■ What you should do: Only the lines from the one containing "The component shall locate one point per instance of the fried" through the one containing "white bowl, writing one line per instance." should be printed, exactly as they appear below, with both ends included.

[Dataset entries]
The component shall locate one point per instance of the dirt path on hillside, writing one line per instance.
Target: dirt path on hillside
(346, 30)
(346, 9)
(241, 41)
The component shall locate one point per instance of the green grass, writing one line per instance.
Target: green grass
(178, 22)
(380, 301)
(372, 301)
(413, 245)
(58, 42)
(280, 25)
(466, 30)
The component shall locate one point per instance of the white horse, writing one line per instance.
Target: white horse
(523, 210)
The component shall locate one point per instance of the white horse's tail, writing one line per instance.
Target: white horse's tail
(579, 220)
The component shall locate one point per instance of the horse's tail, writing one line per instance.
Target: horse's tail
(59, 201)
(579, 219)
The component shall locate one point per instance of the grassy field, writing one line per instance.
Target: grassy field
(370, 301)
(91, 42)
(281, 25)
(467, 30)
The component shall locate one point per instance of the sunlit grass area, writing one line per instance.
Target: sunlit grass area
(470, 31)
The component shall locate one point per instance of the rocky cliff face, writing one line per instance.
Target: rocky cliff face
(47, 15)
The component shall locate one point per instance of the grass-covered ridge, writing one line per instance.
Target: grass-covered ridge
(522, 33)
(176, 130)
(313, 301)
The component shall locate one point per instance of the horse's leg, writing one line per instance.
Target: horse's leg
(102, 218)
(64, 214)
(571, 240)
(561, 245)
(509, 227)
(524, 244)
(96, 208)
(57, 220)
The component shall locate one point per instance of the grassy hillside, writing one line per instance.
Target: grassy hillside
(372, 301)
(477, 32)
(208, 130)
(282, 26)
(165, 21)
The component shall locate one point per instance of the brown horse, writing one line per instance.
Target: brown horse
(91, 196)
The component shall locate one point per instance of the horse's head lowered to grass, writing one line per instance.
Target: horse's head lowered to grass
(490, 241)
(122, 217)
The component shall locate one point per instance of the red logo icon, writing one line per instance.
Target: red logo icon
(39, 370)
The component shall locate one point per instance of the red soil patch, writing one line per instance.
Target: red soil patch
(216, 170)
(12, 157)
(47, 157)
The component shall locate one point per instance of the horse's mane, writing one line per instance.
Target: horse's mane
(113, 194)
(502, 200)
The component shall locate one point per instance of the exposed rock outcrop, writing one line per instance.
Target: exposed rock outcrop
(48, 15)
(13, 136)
--
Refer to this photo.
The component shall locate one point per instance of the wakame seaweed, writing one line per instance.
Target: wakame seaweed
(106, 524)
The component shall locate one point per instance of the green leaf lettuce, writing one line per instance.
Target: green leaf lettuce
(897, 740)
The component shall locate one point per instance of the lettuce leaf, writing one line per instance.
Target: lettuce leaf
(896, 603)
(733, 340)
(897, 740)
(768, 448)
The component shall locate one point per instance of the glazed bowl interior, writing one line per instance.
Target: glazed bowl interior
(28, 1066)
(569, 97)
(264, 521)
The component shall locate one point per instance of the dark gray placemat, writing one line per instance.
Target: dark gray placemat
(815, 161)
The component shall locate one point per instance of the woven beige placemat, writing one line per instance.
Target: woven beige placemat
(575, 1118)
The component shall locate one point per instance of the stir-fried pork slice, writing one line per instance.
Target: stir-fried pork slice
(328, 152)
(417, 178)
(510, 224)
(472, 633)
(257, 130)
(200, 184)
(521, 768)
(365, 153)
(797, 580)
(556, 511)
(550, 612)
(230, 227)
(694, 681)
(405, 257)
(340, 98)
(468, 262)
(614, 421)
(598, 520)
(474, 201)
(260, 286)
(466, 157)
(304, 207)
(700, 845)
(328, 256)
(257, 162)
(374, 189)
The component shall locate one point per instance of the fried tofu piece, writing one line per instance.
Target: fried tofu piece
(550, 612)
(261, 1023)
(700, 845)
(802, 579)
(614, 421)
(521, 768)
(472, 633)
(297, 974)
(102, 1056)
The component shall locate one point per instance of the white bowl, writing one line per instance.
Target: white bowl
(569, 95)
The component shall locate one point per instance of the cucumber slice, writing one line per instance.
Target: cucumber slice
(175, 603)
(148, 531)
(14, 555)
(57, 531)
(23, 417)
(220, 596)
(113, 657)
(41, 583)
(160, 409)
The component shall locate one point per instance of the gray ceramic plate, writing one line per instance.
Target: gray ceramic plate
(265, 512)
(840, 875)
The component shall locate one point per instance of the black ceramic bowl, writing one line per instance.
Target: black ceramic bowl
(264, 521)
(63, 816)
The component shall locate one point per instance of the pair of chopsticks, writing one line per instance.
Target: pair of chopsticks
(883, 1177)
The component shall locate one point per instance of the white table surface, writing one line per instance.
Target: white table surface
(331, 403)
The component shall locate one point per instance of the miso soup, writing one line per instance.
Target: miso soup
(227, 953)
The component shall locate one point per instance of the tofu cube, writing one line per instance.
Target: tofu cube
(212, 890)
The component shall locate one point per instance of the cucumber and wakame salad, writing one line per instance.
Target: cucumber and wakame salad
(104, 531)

■ Result below:
The component shall locate one point per instance of the fried tofu piece, writing one line per instance.
Target: fried tofu piece
(550, 612)
(261, 1023)
(700, 845)
(802, 579)
(614, 421)
(521, 768)
(472, 633)
(297, 974)
(102, 1056)
The component shall locate one point per instance of the white bowl, writing one line per instance.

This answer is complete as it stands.